Segmentation mask entries
'''
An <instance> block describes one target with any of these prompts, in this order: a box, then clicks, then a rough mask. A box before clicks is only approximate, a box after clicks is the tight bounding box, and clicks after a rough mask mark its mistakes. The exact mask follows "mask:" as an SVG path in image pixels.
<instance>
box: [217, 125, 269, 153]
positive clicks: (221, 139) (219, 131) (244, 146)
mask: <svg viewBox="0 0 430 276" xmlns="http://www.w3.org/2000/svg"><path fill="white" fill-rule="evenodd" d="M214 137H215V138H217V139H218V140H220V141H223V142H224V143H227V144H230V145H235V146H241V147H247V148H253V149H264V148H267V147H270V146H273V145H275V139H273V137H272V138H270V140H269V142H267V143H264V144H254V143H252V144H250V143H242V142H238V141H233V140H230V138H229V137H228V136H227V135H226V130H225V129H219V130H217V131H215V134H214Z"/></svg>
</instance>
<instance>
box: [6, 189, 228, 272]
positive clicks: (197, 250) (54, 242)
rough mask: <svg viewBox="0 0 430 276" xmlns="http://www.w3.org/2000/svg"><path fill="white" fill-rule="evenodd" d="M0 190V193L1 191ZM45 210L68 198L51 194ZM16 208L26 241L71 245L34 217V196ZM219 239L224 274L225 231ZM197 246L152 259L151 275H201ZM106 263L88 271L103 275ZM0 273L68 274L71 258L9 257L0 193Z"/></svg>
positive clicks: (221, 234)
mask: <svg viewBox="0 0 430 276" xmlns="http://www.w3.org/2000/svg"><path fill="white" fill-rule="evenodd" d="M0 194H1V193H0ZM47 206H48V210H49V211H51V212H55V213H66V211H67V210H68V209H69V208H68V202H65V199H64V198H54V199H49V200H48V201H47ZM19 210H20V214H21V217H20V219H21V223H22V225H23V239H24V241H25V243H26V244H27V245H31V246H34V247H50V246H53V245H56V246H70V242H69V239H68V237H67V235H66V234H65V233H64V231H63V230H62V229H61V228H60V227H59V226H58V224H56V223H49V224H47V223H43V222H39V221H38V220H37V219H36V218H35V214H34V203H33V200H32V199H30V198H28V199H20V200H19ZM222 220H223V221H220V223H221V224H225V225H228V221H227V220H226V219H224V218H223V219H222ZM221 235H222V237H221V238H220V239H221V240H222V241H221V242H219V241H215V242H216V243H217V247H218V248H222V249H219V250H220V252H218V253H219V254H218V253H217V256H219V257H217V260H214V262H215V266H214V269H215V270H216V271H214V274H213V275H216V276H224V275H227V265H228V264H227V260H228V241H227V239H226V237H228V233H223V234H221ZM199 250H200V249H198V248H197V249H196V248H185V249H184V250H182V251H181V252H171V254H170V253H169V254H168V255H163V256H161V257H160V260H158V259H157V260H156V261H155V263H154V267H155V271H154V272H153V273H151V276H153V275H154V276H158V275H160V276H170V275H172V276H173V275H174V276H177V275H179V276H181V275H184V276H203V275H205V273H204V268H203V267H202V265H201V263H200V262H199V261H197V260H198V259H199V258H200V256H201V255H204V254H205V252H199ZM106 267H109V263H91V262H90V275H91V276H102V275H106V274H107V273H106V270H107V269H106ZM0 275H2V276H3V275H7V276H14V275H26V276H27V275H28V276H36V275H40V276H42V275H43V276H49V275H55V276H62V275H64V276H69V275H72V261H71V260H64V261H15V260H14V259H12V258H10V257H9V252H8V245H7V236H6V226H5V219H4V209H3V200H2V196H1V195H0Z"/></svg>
'''
Format the entries from their first line through the line containing "positive clicks: (221, 139)" as a Markdown table with the columns Row and Line. Number each line, and leave out any blank lines.

| Row | Line |
|---|---|
| 1 | An <instance> block describes one target with any of these prompts, in this order: a box, then clicks, then a rough mask. A box before clicks is only approximate, a box after clicks is the tight bounding box, and clicks after a rough mask mark its mistakes. The exact mask follows "mask:" as an SVG path in image pixels. |
| 2 | <instance> |
| 3 | box: [217, 125, 269, 153] |
| 4 | positive clicks: (221, 139) (219, 131) (244, 146) |